## Problem to solve
Without the pictures, set down every record below exactly as it reads.

## Stored data entries
*****

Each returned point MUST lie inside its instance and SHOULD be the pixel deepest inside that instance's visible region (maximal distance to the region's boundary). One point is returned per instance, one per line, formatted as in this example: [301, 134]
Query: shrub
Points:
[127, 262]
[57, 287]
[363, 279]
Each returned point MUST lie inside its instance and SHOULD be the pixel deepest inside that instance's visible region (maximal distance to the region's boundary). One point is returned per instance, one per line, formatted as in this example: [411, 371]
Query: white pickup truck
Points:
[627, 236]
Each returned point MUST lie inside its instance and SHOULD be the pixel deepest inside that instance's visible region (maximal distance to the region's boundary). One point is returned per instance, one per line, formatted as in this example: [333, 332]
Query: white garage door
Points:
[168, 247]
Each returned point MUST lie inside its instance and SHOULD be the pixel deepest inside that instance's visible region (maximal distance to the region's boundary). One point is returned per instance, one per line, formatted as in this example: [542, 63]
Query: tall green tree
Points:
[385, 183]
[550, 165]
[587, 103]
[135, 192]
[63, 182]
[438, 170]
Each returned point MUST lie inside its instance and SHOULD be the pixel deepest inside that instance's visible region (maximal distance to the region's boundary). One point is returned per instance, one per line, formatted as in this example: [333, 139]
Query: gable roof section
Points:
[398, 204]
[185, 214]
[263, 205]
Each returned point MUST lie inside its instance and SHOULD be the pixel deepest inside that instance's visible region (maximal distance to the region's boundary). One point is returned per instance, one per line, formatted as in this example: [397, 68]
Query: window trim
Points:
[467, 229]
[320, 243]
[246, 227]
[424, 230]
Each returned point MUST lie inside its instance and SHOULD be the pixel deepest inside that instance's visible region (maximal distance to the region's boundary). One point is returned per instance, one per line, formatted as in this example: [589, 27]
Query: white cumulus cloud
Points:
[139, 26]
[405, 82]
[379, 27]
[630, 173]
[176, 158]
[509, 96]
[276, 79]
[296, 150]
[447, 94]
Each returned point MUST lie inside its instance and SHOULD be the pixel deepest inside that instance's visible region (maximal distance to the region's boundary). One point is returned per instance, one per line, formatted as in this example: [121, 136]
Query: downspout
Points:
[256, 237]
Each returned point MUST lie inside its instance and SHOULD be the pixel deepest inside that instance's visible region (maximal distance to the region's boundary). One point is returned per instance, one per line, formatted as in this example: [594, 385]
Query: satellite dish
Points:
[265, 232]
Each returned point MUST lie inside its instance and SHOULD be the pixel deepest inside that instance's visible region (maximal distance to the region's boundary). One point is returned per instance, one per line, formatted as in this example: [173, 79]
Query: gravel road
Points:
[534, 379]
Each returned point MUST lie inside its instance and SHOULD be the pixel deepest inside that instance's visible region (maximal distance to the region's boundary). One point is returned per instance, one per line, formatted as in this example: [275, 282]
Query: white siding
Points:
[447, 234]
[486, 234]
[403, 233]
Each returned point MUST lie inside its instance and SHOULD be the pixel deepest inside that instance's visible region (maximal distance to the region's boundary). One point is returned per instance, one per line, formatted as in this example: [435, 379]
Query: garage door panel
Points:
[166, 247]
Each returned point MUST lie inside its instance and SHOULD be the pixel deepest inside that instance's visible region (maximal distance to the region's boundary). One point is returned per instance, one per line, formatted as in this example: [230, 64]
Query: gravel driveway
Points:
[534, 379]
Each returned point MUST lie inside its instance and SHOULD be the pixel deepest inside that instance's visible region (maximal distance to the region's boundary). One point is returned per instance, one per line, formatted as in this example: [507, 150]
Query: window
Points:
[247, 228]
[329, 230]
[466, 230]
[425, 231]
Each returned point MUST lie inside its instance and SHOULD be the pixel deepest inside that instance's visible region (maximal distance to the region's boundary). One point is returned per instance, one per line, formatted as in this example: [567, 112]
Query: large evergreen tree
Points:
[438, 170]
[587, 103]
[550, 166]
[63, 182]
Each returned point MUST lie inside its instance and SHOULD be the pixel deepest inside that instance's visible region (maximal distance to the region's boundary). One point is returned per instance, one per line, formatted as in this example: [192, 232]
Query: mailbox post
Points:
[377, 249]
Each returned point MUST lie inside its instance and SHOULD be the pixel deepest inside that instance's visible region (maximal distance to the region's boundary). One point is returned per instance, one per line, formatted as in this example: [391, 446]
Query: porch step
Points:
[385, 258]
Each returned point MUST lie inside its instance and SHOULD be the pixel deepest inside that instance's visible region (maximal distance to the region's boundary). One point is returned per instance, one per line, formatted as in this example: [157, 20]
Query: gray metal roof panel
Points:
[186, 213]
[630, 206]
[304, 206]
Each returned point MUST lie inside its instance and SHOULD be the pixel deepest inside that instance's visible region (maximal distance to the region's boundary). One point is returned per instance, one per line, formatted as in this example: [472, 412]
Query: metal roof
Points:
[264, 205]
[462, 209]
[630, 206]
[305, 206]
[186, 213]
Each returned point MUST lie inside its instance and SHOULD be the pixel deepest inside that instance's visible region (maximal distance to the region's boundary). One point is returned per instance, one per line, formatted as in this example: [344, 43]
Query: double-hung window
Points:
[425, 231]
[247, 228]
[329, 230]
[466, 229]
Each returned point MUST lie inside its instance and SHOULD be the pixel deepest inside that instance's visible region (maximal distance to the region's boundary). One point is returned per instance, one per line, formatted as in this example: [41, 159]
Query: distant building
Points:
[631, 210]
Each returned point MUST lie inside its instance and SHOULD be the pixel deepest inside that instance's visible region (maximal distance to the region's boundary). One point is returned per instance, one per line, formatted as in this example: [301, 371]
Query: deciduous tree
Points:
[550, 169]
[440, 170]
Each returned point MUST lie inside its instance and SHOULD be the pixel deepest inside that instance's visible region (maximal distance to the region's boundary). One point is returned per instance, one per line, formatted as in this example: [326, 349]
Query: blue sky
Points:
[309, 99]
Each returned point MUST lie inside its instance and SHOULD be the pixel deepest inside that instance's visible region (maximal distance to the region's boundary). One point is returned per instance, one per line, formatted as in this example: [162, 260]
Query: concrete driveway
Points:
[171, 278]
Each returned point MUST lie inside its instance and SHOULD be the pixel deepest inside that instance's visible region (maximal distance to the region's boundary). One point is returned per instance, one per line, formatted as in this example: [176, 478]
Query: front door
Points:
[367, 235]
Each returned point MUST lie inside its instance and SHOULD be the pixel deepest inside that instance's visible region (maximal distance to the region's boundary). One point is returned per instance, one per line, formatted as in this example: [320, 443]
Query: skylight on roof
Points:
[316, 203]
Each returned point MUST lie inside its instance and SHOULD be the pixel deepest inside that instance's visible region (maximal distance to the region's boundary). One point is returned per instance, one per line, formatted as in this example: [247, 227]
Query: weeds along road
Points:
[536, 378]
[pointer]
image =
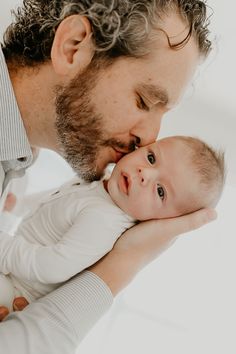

*****

## Answer section
Each returned point MUST lie inside its instance and SHOULD be the pixel deepest inside that instance's visible region (maximal distance to the region's boundary). One point is returned per instance, one per line, formatted as in this example: [301, 134]
Query: shrub
Points:
[127, 262]
[57, 287]
[363, 279]
Each returned point MUST lie inside its instance and SHOULD be the pixel deepest inside that instance's visible region (maximal distance to the region's boundary). One point is returned per instance, one per line, formatted as in this example: [411, 371]
Query: white pickup truck
Points:
[627, 236]
Each returned point MUST lie inside its instance and SHOULD be the pixel deepest inside that instance's visible region (maximal distance to the region's boundary). One point is returned per instance, one per line, formatted as in this example: [333, 332]
Query: white garage door
Points:
[168, 247]
Each returned point MUST lie inside its instance and SHOULD be the pixel deepest inside that instance's visible region (maximal distance to the region's boundary). One point is returned per instance, one per line, formatted as in this example: [542, 63]
Query: tall green tree
Points:
[385, 183]
[550, 165]
[587, 103]
[135, 192]
[63, 182]
[438, 170]
Each returned point MUST lie inside its instance and SHOULD be the pixel deepest inside that instance's visible region (maximal distance to the region's boundary). One point is returned per instance, one per line, formatted as in this example: [333, 139]
Query: gable roof section
Points:
[398, 204]
[185, 214]
[263, 205]
Each returned point MUST lie inside its instance and SHOULD be the pixel deepest inside that instance's visible region (maximal distance to the region's boundary). One point is returned per instance, one per line, formatted as in this example: [397, 68]
Query: window trim
Points:
[467, 229]
[320, 243]
[246, 227]
[424, 230]
Each returned point MUST lie inside its instance and SHOULD be the pixel deepest inside that instance's visible region (maximal distance to the region's boundary). One point is returned per instance, one per line, formatted as in this example: [589, 27]
Query: white cumulus cloud
Points:
[139, 26]
[405, 82]
[379, 27]
[630, 173]
[176, 158]
[509, 96]
[276, 79]
[296, 150]
[447, 94]
Each returned point MUST lie inside its instance and SHOULD be the pixel deepest inside that instance's visible region (maximal distance to the region's boundary). One point is returned per instance, one per line, formatted as in this example: [121, 136]
Query: downspout
Points:
[256, 237]
Each returned point MUST lie inside its instance and SHOULD be the pixel deepest inside that instance's visible region (maximal distance to the region's boundary). One point is returned per instance, one per line, formatted as in this example: [594, 385]
Query: satellite dish
Points:
[265, 232]
Each returned point MUST lie inside its instance and SHOULD be the pixel deepest inside that instance's visible region (maximal distance to the region's boundary). One point is returned per instance, one per line, formatted as in this example: [173, 79]
Query: gravel road
Points:
[534, 379]
Each returned point MUST lie inside its instance and SHOULD be the pixel deepest inside that instance's visible region (maximal distance to the region's boundary). One point is returned per instance, one per line, formatted as in this example: [275, 282]
Query: white siding
Points:
[447, 234]
[486, 234]
[403, 233]
Each returned point MUST lie inside its instance and SHOULD be the pixel deepest inside that instance's visible region (maximal distance to the region's boundary). One point is returned per instance, one per line, formatted as in this example: [435, 379]
Query: garage door panel
Points:
[166, 247]
Each returned point MUST lie inside its instance and SHOULD be the pixel deepest inside that instance's visible region (maximal distance to the region's boundary). One point is returned per instance, one per line, formatted as in this example: [230, 64]
Query: gravel driveway
Points:
[534, 379]
Each returned point MUST lie inside its instance and SHOULD be the pixel deepest inside that instance's visible region (maximal distance to the region's boundary). One point is returned per instance, one per line, formatted as in this example: [507, 150]
Query: window
Points:
[247, 228]
[329, 230]
[466, 230]
[425, 231]
Each returned point MUST lie inside its instance and SHOULD be the pixel deepest inside that instance's visible region (maximal distance to the region's boundary). One point is returned per instance, one per line, formatted as in this example: [567, 112]
Query: large evergreen tree
Points:
[438, 170]
[587, 103]
[550, 166]
[63, 182]
Each returned point MUST lie inside its instance and SHOULD be the pixel deepest inside that instance's visible region (maximal distance to the region's boundary). One point is returned per instance, one per line, formatted as in this example: [192, 232]
Query: mailbox post
Points:
[377, 249]
Each returned point MUST lie inside its instance and SHOULD be the pixel deepest inside that instance's visible region (maximal distance to the region's boundary). One point is returned per instance, one per line, formatted as in this example: [391, 446]
Query: porch step
Points:
[385, 258]
Each returned point MUST lie inside its instance and SHOULD be the pixel deepest inside that instance's visible region (maximal distance to the region's boundary). One point is returned per instance, one per line, formatted as in this example: [157, 20]
Query: gray metal roof panel
Points:
[186, 213]
[630, 206]
[304, 206]
Each returned point MUST lie inside its instance and SHOULD be the pixel deepest inside that instance's visible region (maximal distance to the region's boundary). One point is returned per instance, one per line, formatted as in this example: [472, 412]
Query: metal roof
Points:
[264, 205]
[462, 209]
[630, 206]
[305, 206]
[186, 213]
Each returned point MUST lie inside its instance and SHOULD be the pixel deepest inside that instance's visible region (maximal distance to the region's boundary). One point is returned per instance, one per line, formatted as in this example: [344, 43]
Query: double-hung window
Points:
[425, 231]
[247, 228]
[329, 230]
[466, 229]
Each returned point MUST lie inside its instance and SHOULD be the pixel deepest inside that instance's visible region (maximal distance to the region's boundary). One point is returned per instance, one per line, formatted as in this example: [41, 159]
Query: distant building
Points:
[631, 210]
Each returned point MUST lie inside its instance and SHOULD be the pixel deepest inside that instance's visible region (maximal distance to the region's boundary). One point is returned per instance, one per line, formatted as in this example: [301, 371]
Query: deciduous tree
Points:
[550, 169]
[440, 170]
Each returned point MUST lie inside its instance and SHOULD be the pixel deepest inside that instance's visible region (maximal distance to the region's boundary). One point is returned per instance, one per line, formatted as in this example: [326, 349]
Query: blue sky
Points:
[309, 99]
Each returned point MUST lie inside its instance and SHOULD be the pixel deepest inside that instance's visible region (maximal distance to the region's boundary). One point is returned per instance, one per line, formatted as in this example: [162, 260]
Query: concrete driveway
Points:
[171, 278]
Each returned point MUST lie inside its instance and SHOULD be the pixel deepest inside that instance's visible region (maximal distance to the region's boundary). One point is returned per instance, one per line, formatted as in this example: [176, 478]
Query: front door
Points:
[367, 235]
Each returned point MUST lie inside its instance and SHOULD be the pixel deepest inside that instance's visible region (maximal distance to the region's boundary). One point is returned per instance, one per line, formatted as in this example: [320, 443]
Query: skylight on roof
Points:
[316, 203]
Each returned point MUST lie inside its instance and SHOULD be the pixel deepest inside that instance's visible region (maximal distance to the region's boundary). One point is returned per instance, one per line, formatted as in this example: [247, 227]
Query: weeds along road
Points:
[536, 378]
[pointer]
image =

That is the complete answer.